**Task input:**

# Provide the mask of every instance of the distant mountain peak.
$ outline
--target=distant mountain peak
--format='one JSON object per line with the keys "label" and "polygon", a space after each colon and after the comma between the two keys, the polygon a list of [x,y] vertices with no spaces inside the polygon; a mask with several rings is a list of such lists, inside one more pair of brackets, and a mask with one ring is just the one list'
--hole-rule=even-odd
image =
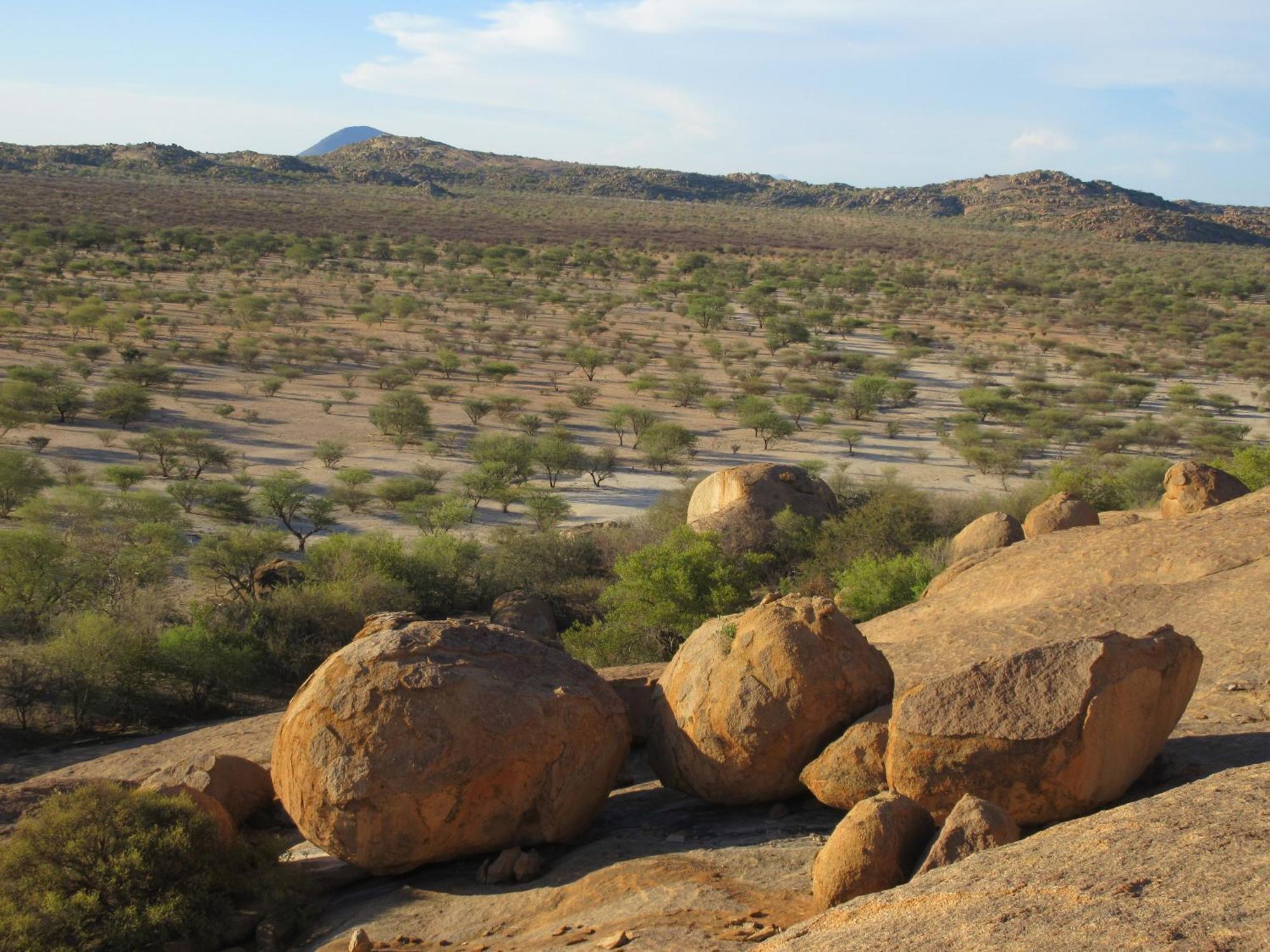
{"label": "distant mountain peak", "polygon": [[296,155],[326,155],[328,152],[334,152],[337,149],[343,149],[344,146],[354,145],[356,142],[364,142],[368,138],[377,138],[378,136],[387,136],[389,133],[384,129],[377,129],[373,126],[345,126],[338,132],[331,132],[326,138],[316,142],[302,152]]}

**Task details:**
Each entry should be repeated exactly as it appears; the pictures stay out.

**Task output:**
# Provide the mask of every instance of the distant mountain peak.
$ outline
--target=distant mountain peak
--format='one JSON object per line with the keys "label" and "polygon", a space after each colon and after the comma between the two keys, the polygon a list of [x,y] vertices with no spaces inside the polygon; a mask with several rings is a list of such lists, inside one more pair of brackets, and a mask with one ring is just the one list'
--hole-rule=even-odd
image =
{"label": "distant mountain peak", "polygon": [[296,155],[326,155],[328,152],[334,152],[337,149],[343,149],[344,146],[354,145],[356,142],[364,142],[368,138],[377,138],[378,136],[387,136],[389,133],[384,129],[377,129],[373,126],[345,126],[338,132],[331,132],[326,138],[316,142],[302,152]]}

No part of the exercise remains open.